Problem to solve
Copy each line in the data below that contains the word "long".

Data for review
*****

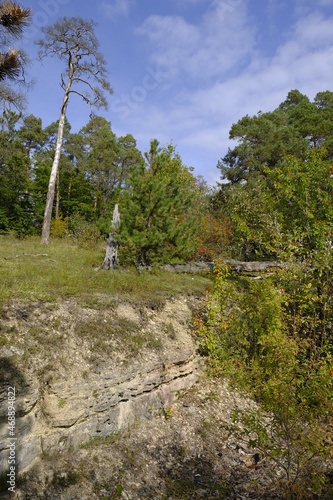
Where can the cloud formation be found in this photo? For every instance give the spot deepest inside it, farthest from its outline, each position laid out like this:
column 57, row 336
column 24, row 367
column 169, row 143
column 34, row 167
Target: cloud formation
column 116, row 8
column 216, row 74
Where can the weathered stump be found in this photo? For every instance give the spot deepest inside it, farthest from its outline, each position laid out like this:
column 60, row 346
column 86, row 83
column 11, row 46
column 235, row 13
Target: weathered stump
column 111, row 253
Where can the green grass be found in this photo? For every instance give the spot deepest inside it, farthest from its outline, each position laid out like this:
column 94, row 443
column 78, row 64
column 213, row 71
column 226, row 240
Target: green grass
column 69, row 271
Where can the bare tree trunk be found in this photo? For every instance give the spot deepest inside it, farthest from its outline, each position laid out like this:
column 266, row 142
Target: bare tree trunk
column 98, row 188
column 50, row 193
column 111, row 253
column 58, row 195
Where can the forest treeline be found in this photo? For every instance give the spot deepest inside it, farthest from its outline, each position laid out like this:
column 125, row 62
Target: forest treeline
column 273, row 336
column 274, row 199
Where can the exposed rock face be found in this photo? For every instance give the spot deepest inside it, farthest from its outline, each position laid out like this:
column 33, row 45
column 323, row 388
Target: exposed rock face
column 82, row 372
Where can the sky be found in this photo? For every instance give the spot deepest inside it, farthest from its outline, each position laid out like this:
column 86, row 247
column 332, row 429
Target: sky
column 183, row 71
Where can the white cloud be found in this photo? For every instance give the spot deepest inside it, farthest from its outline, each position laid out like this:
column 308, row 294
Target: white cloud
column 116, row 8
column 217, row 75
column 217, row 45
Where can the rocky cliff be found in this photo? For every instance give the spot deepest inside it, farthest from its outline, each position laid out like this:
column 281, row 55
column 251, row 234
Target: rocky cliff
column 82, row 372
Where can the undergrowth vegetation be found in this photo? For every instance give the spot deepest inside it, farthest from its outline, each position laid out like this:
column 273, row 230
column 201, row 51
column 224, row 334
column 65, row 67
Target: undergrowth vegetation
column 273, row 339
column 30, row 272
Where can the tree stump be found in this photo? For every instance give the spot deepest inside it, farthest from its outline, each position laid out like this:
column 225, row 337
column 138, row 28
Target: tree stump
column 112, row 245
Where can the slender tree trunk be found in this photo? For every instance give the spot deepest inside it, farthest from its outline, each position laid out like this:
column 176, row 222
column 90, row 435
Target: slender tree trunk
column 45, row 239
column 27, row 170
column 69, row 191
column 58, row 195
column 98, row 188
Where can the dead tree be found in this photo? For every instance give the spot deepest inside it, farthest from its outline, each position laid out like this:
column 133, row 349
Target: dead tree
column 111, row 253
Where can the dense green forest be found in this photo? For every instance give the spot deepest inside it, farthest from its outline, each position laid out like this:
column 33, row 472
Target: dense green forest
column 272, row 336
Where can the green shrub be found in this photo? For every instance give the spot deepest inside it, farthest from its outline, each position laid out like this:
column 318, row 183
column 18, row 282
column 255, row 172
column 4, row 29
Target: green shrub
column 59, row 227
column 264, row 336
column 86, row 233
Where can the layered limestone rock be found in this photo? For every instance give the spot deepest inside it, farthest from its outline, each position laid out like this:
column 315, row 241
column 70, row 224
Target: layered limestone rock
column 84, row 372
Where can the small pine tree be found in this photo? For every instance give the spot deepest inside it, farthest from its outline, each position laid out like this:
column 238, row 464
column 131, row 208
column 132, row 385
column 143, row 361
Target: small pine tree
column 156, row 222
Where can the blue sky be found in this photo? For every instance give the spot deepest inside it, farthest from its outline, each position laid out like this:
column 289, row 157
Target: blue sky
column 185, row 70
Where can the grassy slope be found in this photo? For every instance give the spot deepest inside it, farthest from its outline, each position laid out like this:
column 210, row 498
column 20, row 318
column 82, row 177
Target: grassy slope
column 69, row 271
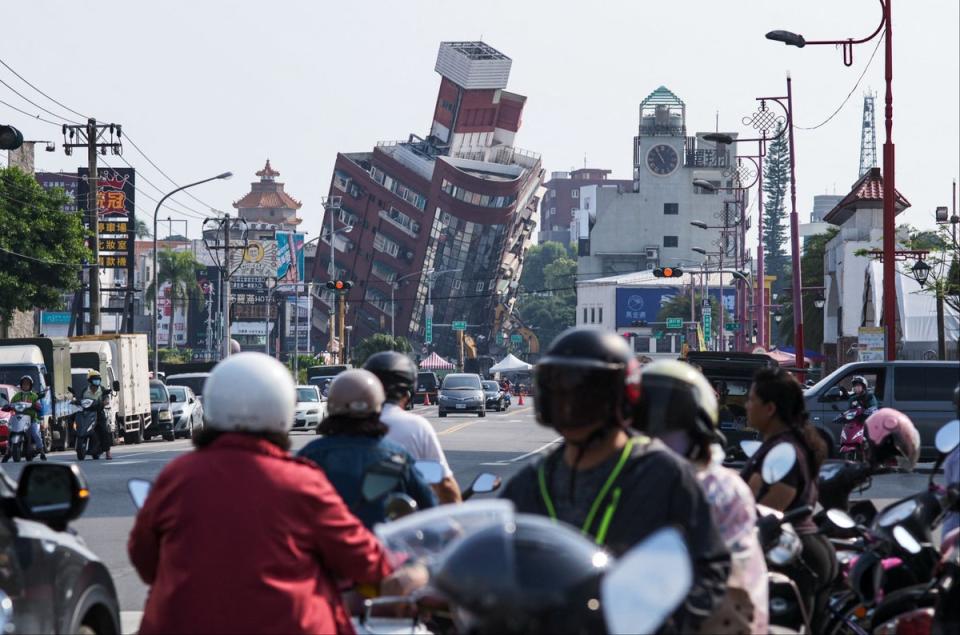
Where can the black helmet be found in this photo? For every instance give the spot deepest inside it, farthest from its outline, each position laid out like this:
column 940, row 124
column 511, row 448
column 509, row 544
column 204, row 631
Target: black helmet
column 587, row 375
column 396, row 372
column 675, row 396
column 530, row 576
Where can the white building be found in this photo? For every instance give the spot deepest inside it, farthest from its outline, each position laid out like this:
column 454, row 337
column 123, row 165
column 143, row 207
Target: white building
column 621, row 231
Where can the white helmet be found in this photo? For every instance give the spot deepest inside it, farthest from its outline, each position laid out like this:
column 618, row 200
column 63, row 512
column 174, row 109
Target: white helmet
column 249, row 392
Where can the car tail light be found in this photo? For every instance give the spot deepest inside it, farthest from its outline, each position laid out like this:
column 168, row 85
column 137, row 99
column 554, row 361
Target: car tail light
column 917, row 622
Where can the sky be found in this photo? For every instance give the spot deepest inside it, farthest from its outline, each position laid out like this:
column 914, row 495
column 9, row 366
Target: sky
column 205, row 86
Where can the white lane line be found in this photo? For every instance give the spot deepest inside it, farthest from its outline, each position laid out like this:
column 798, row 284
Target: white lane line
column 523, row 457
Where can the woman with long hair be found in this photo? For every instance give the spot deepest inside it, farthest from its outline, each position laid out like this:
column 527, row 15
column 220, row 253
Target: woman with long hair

*****

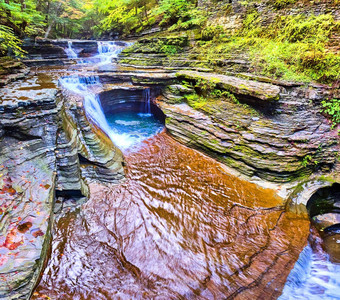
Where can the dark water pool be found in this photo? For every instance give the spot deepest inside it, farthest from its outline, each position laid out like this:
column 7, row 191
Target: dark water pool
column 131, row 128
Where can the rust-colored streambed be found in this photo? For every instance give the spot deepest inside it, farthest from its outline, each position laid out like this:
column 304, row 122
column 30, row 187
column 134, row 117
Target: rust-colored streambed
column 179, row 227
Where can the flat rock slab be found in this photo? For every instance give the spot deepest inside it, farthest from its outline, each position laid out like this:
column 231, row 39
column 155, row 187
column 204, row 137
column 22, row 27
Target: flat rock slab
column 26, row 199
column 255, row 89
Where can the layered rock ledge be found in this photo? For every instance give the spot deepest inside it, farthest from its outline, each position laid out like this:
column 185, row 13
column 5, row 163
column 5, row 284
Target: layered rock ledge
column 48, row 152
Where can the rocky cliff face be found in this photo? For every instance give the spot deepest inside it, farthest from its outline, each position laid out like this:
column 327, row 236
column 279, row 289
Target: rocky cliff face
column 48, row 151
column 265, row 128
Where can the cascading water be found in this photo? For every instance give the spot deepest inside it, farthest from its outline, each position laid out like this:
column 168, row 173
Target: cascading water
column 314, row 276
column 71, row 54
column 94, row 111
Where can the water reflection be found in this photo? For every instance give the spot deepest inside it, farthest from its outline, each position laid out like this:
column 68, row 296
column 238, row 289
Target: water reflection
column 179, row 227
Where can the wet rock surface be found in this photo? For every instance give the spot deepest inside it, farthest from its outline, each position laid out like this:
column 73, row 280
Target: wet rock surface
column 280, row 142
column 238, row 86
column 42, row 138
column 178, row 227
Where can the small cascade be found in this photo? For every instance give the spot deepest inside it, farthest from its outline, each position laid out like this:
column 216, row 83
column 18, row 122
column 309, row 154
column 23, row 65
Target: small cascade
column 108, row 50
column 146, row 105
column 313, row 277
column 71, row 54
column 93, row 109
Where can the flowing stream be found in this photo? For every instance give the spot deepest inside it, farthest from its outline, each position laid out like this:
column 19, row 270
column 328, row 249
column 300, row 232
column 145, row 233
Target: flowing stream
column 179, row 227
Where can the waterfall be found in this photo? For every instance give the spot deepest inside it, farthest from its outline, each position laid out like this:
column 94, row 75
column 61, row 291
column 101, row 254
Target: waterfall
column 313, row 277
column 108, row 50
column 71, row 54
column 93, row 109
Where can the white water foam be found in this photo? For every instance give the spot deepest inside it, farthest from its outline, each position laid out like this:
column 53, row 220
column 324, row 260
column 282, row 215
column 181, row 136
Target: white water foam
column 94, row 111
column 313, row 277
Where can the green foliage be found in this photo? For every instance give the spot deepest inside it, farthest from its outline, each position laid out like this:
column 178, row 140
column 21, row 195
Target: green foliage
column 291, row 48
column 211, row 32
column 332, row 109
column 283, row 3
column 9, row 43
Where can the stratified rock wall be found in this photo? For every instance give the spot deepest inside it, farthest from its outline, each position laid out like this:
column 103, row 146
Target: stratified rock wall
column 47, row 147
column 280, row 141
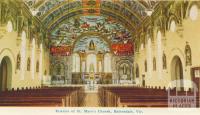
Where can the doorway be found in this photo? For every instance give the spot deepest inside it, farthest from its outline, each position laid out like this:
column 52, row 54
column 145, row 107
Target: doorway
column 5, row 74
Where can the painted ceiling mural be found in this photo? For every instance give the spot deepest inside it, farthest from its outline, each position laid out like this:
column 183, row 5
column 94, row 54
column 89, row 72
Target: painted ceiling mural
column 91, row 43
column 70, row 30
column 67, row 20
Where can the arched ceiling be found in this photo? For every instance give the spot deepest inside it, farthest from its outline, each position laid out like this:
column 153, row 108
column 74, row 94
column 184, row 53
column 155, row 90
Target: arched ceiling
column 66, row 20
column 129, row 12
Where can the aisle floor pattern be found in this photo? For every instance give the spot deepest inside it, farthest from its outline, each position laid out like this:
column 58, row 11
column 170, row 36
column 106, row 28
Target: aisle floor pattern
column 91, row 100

*****

Exercise solution
Where can the woman with long hair be found in this photo? For every instance give the spot deepest inside it, farthest from its outline, each position laid out like this:
Target: woman with long hair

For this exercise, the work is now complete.